▶ **Document excerpt**:
An analysis published Thursday estimates that semiconductor firms positioned to receive billions of dollars in taxpayer subsidies thanks to a 2022 U.S. law have spent big on investor-enriching stock buybacks in recent years, a finding that amplified calls for meaningful restrictions on companies benefiting from public money.
The new report released by the Institute for Policy Studies (IPS) shows that between 2019 and 2023, the first 11 corporations to reach preliminary CHIPS and Science Act agreements with the U.S. Department of Commerce collectively poured more than $41 billion into stock buybacks—a sum that would have been enough to finance a $27,541 raise for 300,000 employees annually for five years.
Intel, the company set to receive more CHIPS Act money than any other semiconductor firm, spent the most on buybacks: a staggering $30.2 billion between 2019 and 2023.
"We found no evidence that any of the companies with preliminary agreements have publicly committed to suspend their existing share repurchase plans—or to refrain from authorizing new plans—during the grant period," reads the report. "In fact, when members of Congress asked BAE Systems executives if the firm would commit to pausing stock buybacks or to not engage in future ones while receiving a taxpayer-funded CHIPS grant, they declined to answer."

▶ **Material supplied**:
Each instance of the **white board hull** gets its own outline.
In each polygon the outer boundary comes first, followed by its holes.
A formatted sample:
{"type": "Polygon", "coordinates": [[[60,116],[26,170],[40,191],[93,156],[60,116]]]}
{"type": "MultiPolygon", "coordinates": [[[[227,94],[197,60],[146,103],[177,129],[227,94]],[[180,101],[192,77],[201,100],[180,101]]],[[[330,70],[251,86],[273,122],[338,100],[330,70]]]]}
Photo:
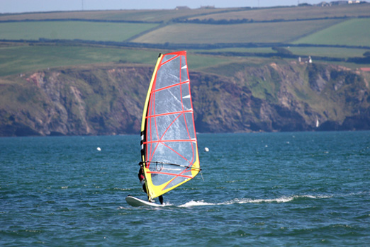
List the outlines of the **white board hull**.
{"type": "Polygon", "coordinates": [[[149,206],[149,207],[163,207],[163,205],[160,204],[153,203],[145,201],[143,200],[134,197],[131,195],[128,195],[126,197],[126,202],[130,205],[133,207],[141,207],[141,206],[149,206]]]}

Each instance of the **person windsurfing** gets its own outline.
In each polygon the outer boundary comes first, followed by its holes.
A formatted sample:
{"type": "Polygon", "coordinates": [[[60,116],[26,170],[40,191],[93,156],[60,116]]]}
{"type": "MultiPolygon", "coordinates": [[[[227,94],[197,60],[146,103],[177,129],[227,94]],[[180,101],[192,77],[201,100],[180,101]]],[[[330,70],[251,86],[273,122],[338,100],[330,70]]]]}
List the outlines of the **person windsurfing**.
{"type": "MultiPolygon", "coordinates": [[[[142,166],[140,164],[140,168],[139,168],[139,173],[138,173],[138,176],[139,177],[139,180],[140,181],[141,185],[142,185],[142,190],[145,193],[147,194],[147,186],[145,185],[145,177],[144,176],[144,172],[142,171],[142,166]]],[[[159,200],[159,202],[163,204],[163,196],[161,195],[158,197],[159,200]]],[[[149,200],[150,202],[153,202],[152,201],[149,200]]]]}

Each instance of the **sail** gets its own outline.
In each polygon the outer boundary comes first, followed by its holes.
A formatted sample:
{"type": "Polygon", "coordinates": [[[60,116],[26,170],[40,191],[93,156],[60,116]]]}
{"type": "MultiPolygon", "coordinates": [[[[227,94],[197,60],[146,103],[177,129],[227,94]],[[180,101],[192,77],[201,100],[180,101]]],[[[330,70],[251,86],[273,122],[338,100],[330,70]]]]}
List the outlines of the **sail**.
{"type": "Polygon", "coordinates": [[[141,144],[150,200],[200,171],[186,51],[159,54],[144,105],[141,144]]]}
---
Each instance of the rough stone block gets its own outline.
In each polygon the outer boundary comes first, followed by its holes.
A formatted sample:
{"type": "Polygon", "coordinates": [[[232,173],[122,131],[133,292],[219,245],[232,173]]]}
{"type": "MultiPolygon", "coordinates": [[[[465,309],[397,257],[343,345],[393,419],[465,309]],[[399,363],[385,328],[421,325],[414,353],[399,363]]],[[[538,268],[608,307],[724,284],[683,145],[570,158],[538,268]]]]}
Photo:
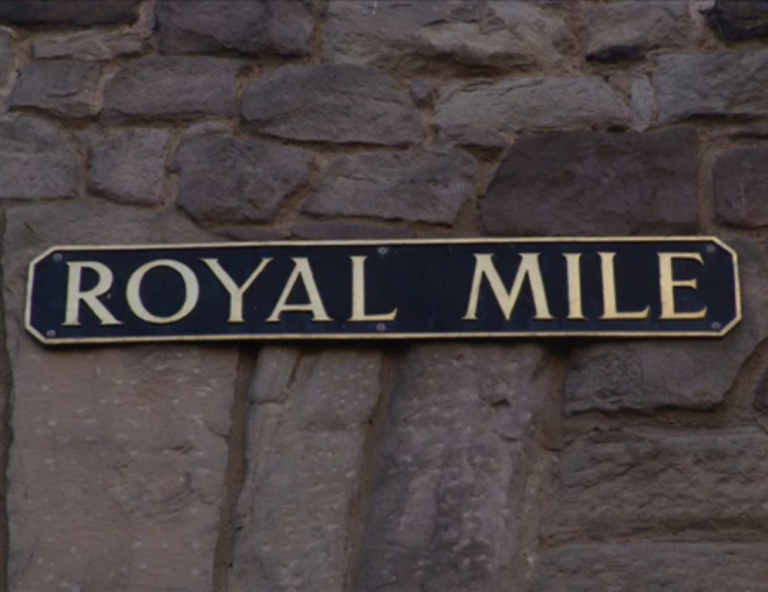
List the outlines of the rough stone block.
==
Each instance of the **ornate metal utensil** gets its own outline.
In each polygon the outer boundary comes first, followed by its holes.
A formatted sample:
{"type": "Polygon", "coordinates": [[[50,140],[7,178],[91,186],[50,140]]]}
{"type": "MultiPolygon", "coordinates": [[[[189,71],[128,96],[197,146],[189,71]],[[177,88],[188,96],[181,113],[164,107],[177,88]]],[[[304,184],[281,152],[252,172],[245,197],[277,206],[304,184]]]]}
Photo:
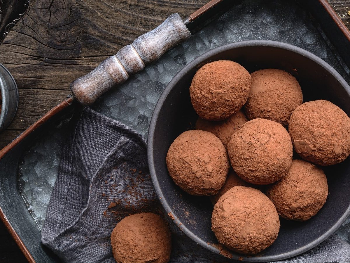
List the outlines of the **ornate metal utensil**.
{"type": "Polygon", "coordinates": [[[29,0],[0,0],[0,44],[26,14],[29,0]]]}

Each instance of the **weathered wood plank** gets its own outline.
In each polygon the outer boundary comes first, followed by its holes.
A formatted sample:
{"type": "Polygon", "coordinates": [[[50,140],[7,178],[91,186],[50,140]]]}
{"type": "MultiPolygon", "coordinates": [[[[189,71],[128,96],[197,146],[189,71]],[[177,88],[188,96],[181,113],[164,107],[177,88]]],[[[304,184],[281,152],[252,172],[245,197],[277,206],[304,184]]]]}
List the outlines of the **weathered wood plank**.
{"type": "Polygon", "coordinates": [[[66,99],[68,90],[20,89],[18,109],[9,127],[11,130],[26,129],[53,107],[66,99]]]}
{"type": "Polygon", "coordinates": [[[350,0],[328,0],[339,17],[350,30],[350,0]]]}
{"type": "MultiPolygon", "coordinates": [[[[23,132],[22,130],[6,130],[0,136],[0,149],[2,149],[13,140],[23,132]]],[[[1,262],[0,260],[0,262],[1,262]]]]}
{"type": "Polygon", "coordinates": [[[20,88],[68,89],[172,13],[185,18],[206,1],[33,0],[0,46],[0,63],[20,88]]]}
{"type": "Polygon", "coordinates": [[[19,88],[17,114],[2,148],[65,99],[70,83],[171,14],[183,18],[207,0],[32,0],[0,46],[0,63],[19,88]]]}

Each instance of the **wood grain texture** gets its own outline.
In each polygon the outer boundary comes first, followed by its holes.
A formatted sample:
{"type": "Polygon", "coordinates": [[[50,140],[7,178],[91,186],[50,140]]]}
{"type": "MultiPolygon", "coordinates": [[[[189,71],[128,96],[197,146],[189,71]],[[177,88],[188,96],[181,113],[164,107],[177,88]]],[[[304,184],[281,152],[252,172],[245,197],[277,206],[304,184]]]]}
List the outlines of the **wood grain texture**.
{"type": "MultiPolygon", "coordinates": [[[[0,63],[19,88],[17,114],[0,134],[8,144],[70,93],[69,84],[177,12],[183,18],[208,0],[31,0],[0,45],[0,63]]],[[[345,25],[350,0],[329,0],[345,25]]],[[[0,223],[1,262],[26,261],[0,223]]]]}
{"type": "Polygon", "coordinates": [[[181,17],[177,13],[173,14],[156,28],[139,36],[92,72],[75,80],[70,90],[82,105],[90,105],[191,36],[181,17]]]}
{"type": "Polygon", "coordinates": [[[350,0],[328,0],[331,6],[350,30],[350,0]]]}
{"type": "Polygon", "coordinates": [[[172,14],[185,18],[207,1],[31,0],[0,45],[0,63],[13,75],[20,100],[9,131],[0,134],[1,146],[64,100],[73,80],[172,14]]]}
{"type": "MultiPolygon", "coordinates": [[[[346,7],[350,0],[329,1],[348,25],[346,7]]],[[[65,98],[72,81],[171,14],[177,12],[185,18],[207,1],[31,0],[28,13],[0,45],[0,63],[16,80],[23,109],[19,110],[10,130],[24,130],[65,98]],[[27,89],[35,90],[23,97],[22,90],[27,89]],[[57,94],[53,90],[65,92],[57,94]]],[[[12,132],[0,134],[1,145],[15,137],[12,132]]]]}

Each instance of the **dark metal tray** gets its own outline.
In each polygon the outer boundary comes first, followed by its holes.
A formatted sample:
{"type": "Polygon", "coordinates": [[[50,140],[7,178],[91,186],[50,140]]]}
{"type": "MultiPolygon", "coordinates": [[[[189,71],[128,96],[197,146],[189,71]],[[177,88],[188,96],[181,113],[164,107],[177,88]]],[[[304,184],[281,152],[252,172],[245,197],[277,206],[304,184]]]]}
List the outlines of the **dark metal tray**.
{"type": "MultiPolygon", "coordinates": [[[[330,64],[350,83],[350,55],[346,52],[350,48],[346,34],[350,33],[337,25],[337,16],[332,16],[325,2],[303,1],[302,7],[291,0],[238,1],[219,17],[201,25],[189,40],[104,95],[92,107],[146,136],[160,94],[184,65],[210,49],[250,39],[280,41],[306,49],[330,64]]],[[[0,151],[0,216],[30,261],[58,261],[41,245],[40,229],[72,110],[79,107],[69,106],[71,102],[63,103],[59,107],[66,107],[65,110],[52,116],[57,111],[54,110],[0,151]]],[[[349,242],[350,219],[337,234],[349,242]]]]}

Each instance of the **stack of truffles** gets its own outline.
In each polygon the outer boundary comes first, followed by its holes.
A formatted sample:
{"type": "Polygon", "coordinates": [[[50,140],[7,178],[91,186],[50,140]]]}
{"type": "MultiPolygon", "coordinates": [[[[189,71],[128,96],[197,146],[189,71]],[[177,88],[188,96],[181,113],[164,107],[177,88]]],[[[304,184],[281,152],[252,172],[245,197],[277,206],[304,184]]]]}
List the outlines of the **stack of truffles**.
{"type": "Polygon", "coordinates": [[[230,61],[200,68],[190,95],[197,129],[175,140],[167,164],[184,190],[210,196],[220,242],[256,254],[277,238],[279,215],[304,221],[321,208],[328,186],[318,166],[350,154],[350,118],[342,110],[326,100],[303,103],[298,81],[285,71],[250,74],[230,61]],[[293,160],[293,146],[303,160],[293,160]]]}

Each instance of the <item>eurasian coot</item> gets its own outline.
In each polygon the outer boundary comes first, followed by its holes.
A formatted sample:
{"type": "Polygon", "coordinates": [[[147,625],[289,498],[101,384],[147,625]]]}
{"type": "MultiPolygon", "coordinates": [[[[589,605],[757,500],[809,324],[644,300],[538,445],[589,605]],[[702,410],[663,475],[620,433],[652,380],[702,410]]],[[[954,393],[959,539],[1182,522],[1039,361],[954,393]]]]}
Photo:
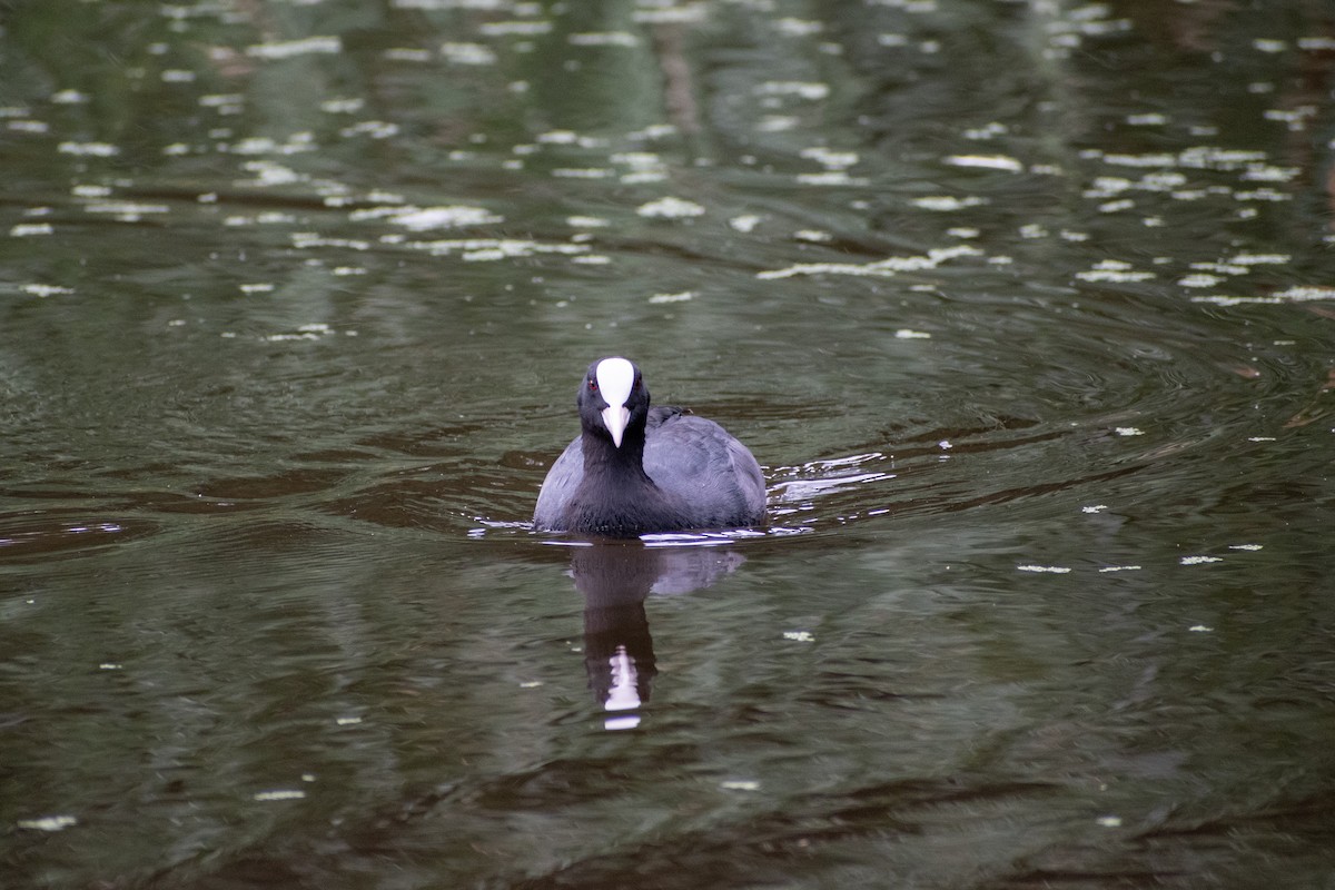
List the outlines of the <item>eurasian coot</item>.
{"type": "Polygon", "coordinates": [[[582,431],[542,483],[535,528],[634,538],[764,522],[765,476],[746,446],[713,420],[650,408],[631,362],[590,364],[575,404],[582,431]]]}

▶ **Given instruction**:
In two sentences, summarize the article on chipmaker stock buybacks.

▶ **Finished exercise**:
A report from the Institute for Policy Studies found that between 2019 and 2023 the first 11 corporations to reach preliminary CHIPS and Science Act agreements with the U.S. Department of Commerce spent more than $41 billion on stock buybacks, with Intel spending the most at $30.2 billion. The report found no evidence that any of these companies had publicly committed to suspending or forgoing buybacks during the grant period, and its findings amplified calls for meaningful restrictions on companies benefiting from public money.